[begin Data]

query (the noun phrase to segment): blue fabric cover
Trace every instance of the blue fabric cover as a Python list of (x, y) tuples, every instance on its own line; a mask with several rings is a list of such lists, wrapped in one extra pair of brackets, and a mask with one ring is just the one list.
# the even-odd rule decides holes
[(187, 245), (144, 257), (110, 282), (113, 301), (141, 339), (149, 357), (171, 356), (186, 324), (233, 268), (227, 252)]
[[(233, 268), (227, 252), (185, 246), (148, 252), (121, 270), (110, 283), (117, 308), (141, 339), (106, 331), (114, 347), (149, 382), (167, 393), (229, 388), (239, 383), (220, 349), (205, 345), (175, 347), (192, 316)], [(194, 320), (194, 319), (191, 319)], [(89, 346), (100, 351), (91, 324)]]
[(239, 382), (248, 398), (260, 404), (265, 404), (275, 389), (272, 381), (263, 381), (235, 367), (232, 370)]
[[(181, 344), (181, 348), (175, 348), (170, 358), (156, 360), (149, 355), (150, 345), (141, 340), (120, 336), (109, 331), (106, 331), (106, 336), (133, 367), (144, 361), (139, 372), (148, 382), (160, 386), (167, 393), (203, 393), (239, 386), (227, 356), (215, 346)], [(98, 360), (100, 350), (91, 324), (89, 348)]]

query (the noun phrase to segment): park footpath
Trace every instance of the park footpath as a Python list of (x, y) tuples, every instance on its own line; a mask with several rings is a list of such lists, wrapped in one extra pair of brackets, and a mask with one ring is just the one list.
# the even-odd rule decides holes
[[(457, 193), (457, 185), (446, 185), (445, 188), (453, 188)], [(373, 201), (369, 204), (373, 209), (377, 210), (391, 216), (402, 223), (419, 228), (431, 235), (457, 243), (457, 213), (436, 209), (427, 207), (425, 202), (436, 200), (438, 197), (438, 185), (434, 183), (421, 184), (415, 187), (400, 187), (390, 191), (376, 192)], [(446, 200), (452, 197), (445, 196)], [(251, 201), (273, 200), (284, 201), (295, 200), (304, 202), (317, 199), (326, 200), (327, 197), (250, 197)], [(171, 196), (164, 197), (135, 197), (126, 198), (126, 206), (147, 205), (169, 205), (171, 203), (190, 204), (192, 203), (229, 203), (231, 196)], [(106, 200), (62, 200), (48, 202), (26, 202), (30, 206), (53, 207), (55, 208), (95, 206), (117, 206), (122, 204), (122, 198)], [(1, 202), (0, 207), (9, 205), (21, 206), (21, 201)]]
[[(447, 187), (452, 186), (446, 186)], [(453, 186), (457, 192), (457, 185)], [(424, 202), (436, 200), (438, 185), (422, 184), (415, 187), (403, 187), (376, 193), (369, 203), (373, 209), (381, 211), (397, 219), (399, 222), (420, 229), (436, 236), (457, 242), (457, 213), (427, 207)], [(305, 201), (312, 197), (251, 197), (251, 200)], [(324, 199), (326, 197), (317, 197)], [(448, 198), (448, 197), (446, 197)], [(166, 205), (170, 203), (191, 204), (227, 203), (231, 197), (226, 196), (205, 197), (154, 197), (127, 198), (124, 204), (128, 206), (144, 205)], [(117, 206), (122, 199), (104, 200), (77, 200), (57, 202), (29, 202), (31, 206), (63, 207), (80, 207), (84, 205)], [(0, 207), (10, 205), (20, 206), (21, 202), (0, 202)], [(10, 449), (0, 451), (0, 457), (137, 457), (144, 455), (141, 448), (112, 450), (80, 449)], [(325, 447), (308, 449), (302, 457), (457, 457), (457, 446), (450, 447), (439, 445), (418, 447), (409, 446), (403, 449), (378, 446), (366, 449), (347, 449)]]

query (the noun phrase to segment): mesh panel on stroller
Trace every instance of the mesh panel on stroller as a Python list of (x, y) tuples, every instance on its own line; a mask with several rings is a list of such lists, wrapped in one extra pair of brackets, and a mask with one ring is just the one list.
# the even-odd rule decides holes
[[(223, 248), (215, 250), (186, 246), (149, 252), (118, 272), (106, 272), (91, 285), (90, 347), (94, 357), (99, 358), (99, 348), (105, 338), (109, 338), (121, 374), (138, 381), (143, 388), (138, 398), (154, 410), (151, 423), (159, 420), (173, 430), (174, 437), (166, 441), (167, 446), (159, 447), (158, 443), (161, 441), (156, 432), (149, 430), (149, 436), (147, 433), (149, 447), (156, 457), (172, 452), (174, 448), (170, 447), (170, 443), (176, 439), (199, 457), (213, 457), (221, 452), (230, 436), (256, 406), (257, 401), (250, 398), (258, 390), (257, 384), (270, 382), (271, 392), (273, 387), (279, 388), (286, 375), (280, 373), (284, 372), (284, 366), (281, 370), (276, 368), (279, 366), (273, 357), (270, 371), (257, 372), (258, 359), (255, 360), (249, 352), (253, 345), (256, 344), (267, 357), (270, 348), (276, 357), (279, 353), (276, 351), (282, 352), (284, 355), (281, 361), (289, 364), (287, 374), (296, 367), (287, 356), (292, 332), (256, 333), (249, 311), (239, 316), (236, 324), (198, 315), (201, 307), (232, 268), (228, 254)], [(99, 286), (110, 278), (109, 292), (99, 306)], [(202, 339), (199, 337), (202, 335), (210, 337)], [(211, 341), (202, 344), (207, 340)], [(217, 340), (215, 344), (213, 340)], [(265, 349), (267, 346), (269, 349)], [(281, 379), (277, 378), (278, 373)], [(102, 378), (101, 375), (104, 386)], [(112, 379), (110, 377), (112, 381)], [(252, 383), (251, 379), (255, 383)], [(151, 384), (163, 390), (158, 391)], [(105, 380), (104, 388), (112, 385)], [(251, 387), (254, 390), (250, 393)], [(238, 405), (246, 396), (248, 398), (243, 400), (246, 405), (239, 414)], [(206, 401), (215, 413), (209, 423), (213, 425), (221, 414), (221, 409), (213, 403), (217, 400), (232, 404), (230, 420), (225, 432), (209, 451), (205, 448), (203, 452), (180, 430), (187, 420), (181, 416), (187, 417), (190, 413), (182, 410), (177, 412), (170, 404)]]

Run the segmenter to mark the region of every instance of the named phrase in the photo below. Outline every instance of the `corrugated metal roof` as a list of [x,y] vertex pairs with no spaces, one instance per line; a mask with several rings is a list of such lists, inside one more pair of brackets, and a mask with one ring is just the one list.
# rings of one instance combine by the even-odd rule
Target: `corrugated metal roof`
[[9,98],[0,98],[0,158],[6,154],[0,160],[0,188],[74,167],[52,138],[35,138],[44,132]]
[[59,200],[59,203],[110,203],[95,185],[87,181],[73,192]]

[end Data]

Please turn the lines starting at the one containing "query (the noun phrase to segment): park" and ending at the one containing "206), (21, 201)]]", both included, into a JSON list of strings with one string per line and blank lines left out.

Response to the exercise:
[
  "query (the noun phrase to segment): park footpath",
  "Trace every instance of the park footpath as a Python list of (x, y) tuples, every instance on its own line; a mask with several rings is a list of such lists, wrapped in one extra pair of brackets, and a mask with one ring is just the one list.",
  "# the even-odd rule decides holes",
  "[[(457, 193), (457, 185), (446, 185), (445, 188), (453, 188)], [(373, 201), (369, 204), (373, 209), (377, 210), (391, 216), (402, 223), (419, 228), (431, 235), (457, 243), (457, 213), (436, 209), (427, 207), (425, 202), (436, 200), (438, 197), (438, 185), (434, 183), (421, 184), (415, 187), (400, 187), (390, 191), (376, 192)], [(446, 200), (452, 197), (445, 196)], [(251, 201), (273, 200), (284, 201), (295, 200), (304, 202), (317, 199), (326, 200), (327, 197), (250, 197)], [(171, 196), (164, 197), (135, 197), (126, 198), (126, 206), (147, 205), (169, 205), (171, 203), (190, 204), (192, 203), (229, 203), (231, 196)], [(106, 200), (62, 200), (48, 202), (26, 202), (30, 206), (53, 207), (55, 208), (95, 206), (117, 206), (122, 204), (122, 198)], [(1, 202), (0, 207), (9, 205), (21, 206), (21, 201)]]"
]